* [MATERIAL PROVIDED]
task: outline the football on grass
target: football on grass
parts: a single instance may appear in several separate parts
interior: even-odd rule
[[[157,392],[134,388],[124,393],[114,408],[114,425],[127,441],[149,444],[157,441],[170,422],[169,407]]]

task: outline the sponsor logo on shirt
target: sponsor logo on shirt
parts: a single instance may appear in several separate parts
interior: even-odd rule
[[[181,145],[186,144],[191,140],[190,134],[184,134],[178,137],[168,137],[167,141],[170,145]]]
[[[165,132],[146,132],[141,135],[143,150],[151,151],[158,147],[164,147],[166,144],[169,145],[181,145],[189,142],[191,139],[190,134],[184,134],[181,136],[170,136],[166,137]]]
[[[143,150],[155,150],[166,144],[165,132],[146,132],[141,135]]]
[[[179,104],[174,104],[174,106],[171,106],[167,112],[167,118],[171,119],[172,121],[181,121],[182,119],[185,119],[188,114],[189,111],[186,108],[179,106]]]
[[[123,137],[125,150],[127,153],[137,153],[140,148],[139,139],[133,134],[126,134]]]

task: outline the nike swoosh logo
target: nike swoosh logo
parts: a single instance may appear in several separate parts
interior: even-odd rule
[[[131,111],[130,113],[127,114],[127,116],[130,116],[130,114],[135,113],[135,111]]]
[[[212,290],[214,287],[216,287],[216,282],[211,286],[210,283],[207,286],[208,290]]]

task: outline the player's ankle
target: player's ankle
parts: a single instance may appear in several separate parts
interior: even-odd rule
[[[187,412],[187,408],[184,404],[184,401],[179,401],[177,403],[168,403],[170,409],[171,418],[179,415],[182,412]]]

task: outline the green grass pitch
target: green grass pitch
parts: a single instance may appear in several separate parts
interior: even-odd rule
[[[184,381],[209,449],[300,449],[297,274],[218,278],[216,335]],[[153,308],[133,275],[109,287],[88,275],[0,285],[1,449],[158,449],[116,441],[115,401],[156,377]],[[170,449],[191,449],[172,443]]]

* [EXERCISE OBJECTIVE] Using the data above, repeat every line exactly.

* [EXERCISE ANSWER]
task: outline the football on grass
target: football on grass
parts: a single instance may appear in several separate parts
interior: even-odd rule
[[[157,392],[134,388],[124,393],[114,408],[114,425],[127,441],[149,444],[157,441],[170,422],[169,407]]]

task: outline the sponsor logo on shirt
target: sponsor logo on shirt
parts: a single instance may appear in several separate parts
interior: even-odd rule
[[[181,145],[186,144],[191,140],[190,134],[184,134],[178,137],[168,137],[167,141],[170,145]]]
[[[165,132],[146,132],[141,135],[143,150],[151,151],[158,147],[164,147],[166,144],[169,145],[181,145],[189,142],[191,139],[190,134],[184,134],[181,136],[170,136],[166,137]]]
[[[143,150],[155,150],[166,144],[165,132],[146,132],[141,135]]]
[[[179,104],[174,104],[174,106],[171,106],[167,112],[167,118],[171,119],[172,121],[181,121],[182,119],[185,119],[188,114],[189,111],[186,108],[179,106]]]
[[[123,137],[125,150],[127,153],[137,153],[140,148],[139,139],[133,134],[126,134]]]

task: outline the nike swoosh logo
target: nike swoosh logo
parts: a single instance may appear in several separate parts
interior: even-odd rule
[[[131,111],[130,113],[127,114],[127,116],[130,116],[130,114],[135,113],[135,111]]]
[[[212,290],[214,287],[216,287],[216,282],[211,286],[210,283],[207,286],[208,290]]]

task: outline the player's ankle
target: player's ankle
parts: a single instance may appear in several separate parts
interior: even-odd rule
[[[187,412],[187,408],[184,404],[184,401],[179,401],[177,403],[168,403],[170,409],[171,418],[179,415],[182,412]]]

task: outline the green grass pitch
target: green grass pitch
parts: a single instance may appear in several separate parts
interior: even-odd rule
[[[184,381],[209,449],[300,449],[297,274],[218,278],[216,335]],[[153,308],[133,275],[109,287],[88,275],[0,285],[1,449],[158,449],[116,441],[115,401],[156,377]],[[170,449],[191,449],[172,443]]]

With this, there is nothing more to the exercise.